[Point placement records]
──────────

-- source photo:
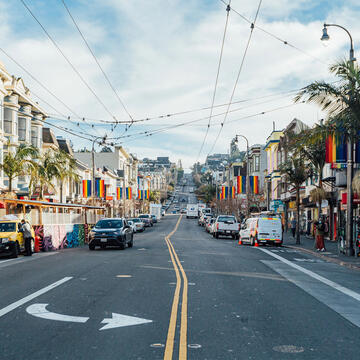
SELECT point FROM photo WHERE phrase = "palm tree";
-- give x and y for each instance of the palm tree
(43, 172)
(67, 170)
(19, 162)
(296, 174)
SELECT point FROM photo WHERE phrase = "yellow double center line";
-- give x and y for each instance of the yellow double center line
(169, 348)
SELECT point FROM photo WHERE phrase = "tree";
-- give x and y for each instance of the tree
(19, 162)
(66, 170)
(296, 174)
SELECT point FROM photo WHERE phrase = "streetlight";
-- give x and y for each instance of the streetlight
(349, 171)
(247, 172)
(93, 164)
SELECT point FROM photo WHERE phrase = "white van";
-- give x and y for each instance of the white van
(262, 230)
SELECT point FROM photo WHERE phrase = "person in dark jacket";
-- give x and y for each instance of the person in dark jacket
(26, 231)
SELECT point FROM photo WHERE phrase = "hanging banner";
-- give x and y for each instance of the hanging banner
(241, 184)
(86, 188)
(254, 184)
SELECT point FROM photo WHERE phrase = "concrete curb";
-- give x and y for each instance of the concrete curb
(327, 258)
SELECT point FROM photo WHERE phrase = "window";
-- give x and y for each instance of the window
(22, 129)
(34, 137)
(8, 120)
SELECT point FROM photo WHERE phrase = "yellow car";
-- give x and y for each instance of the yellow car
(11, 239)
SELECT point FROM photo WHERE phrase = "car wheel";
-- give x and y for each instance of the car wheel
(15, 250)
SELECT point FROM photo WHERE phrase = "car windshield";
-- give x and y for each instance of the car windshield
(226, 218)
(109, 224)
(7, 227)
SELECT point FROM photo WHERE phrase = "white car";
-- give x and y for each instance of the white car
(132, 225)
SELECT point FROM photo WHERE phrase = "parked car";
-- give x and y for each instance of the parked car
(111, 232)
(11, 239)
(147, 219)
(139, 224)
(132, 225)
(209, 224)
(226, 225)
(262, 230)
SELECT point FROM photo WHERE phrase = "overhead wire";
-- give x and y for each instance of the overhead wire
(68, 60)
(97, 61)
(216, 78)
(252, 26)
(285, 42)
(42, 86)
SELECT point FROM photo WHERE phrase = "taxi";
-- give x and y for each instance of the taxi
(11, 239)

──────────

**Exercise brief**: Print the full listing exactly, dropping the pictures.

**Result for this exercise**:
-- source photo:
SELECT point FROM photo WHERE phrase = "palm tree";
-- give x and y for each instance of the palm tree
(43, 172)
(67, 170)
(19, 162)
(296, 174)
SELECT point FROM photo WHERE phrase = "yellow double center line";
-- give x and y for each instance of the yellow double center line
(169, 348)
SELECT point FROM photo WHERE phrase = "tree";
-- give x and y for each instance of the tree
(19, 162)
(66, 170)
(296, 174)
SELECT point FROM photo WHERE phrase = "streetlight";
-- give x and y for each instance of the streetlight
(349, 171)
(247, 172)
(93, 164)
SELECT point FROM photo WHERE phrase = "white van";
-- give x and y for each instance of the white van
(262, 230)
SELECT point FROM photo WHERE phrase = "person in dark jacket";
-- give x and y for each instance of the person in dark jacket
(26, 231)
SELECT point FROM photo WHERE phrase = "hanging banner";
-- give x and y for each instance of the hanging banner
(241, 184)
(86, 188)
(254, 184)
SELECT point FROM photo WHERE phrase = "concrete curb";
-- give x and y for each instance of the concrete curb
(327, 258)
SELECT point FROM photo WHERE phrase = "window";
-- give x and y for each instance of the window
(22, 129)
(34, 137)
(8, 120)
SELECT point FROM photo WHERE phrase = "yellow car";
-- give x and y for each instance of the yellow car
(11, 239)
SELECT point FROM photo WHERE phrase = "car wheel";
-- give x and y for each instance of the car wheel
(15, 250)
SELECT point FROM photo WHERE phrase = "car windshield";
-- give x and y for each instance of the car windshield
(226, 218)
(109, 224)
(7, 227)
SELECT point FROM photo WHERE phrase = "white car";
-- give x and y for each instance of the white car
(132, 225)
SELECT point FROM photo WHERE phrase = "parked car";
-- give x and y for each instance of the parked car
(111, 232)
(11, 239)
(147, 219)
(139, 224)
(132, 225)
(209, 224)
(226, 225)
(262, 230)
SELECT point FROM photo WHERE phrase = "overhead wire";
-- give x and y for each instance of the overhead wire
(68, 60)
(97, 61)
(216, 78)
(252, 26)
(285, 42)
(42, 86)
SELECT point FROM photo WHERE phrase = "taxi";
-- give x and y for each instance of the taxi
(11, 239)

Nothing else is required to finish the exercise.